Objective =
Put each line from the one containing "Reviewer note. Check that each instance of the small" through the one containing "[(122, 129)]", both included, into a numbered list, skipping any blank lines.

Dataset rows =
- - - -
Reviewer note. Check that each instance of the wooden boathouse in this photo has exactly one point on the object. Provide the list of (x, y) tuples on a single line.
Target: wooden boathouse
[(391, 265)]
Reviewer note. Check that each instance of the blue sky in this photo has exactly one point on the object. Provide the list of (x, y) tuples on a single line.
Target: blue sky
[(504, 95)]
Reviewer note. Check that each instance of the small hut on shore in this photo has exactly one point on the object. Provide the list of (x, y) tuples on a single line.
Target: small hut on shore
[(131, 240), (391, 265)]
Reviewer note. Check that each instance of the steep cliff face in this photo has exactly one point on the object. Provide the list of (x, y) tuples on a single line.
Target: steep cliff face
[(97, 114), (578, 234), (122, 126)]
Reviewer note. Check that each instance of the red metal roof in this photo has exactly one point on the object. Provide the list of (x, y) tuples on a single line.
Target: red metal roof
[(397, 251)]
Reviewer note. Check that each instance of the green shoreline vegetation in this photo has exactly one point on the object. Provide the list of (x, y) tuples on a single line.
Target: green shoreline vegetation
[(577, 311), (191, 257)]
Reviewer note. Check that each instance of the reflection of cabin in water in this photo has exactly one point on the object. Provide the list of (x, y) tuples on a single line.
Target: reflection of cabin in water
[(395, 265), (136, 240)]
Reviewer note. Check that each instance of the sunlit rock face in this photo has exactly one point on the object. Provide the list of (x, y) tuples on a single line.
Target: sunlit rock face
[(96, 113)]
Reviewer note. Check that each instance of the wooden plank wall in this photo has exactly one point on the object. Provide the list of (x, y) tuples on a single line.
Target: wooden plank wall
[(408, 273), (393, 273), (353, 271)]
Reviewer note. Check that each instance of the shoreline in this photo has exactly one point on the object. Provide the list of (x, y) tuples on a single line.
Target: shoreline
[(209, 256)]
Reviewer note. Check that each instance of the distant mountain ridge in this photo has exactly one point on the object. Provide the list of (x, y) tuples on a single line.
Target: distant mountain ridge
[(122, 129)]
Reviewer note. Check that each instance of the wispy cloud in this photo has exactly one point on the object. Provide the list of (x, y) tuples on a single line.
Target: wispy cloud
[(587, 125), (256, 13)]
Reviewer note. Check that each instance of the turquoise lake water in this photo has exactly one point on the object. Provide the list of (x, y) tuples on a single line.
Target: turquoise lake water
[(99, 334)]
- - - -
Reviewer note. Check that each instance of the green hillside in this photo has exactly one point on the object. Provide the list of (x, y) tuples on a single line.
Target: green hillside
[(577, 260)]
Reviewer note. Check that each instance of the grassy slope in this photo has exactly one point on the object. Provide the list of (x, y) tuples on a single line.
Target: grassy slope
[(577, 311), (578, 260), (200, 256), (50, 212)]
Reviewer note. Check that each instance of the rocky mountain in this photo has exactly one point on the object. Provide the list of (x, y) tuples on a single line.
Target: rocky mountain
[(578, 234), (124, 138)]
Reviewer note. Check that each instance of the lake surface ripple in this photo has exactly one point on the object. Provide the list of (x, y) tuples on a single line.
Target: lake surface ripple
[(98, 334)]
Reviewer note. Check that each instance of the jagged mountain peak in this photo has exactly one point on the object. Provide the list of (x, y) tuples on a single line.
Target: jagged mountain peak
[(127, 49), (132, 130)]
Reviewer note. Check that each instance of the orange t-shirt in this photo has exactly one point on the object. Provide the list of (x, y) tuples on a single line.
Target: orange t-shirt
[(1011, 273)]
- - - -
Complete response =
1. Reviewer note. Check that each instance of the small hut on shore in this photo has exactly one point on the object. Provide the list of (x, y) tuples on a single line.
2. Target: small hut on shore
3. [(131, 240), (391, 265)]
4. Reviewer note. Check that each instance of the steep cliff face in this photo has exactly one point on the object. Provide the list of (x, y) tuples on a single line.
5. Target: steep cliff face
6. [(97, 114), (578, 234), (122, 126)]
7. Reviewer note. Check that each instance of the red metal roof in this photo has exactly one point on the object. Provide the list of (x, y) tuples on a single line.
8. Target: red metal roof
9. [(397, 251)]
10. Reviewer note. Check that each instance of the green shoreline vegetation in this photo has exactly one point on the object. Provide the list of (x, y) tuples on a single line.
11. Target: green shoreline vegetation
12. [(577, 311), (191, 257)]
13. Reviewer note. Check that each instance of the reflection of cabin in water in this photo has exactly one point on the object. Provide the list of (x, y) tuples on a single line.
14. Target: reflection of cabin in water
15. [(395, 265), (136, 240)]
16. Reviewer note. Check that each instance of the sunlit rock face in this photo has exactly one point on the object. Provide the list of (x, y) tuples on a single line.
17. Target: sunlit rock face
18. [(96, 113)]
19. Reviewer note. Check that each instance of the wooden plank wall in this photo has exactly one point on the object. Provide the list of (x, y) tuples on a single line.
20. Target: wooden plank wall
21. [(408, 273), (393, 273), (353, 271)]
22. Reviewer note. Check that each instance of the shoreline in this photo has exactly one point on the object. Provide the list of (x, y) tuples on a single line.
23. Target: shoreline
24. [(209, 256)]
25. Reviewer note. Check that each instance of the distant mountain ridge in this photo has exactly one point on the object. Provide the list of (x, y) tuples on a single line.
26. Target: distant mountain ridge
27. [(122, 129)]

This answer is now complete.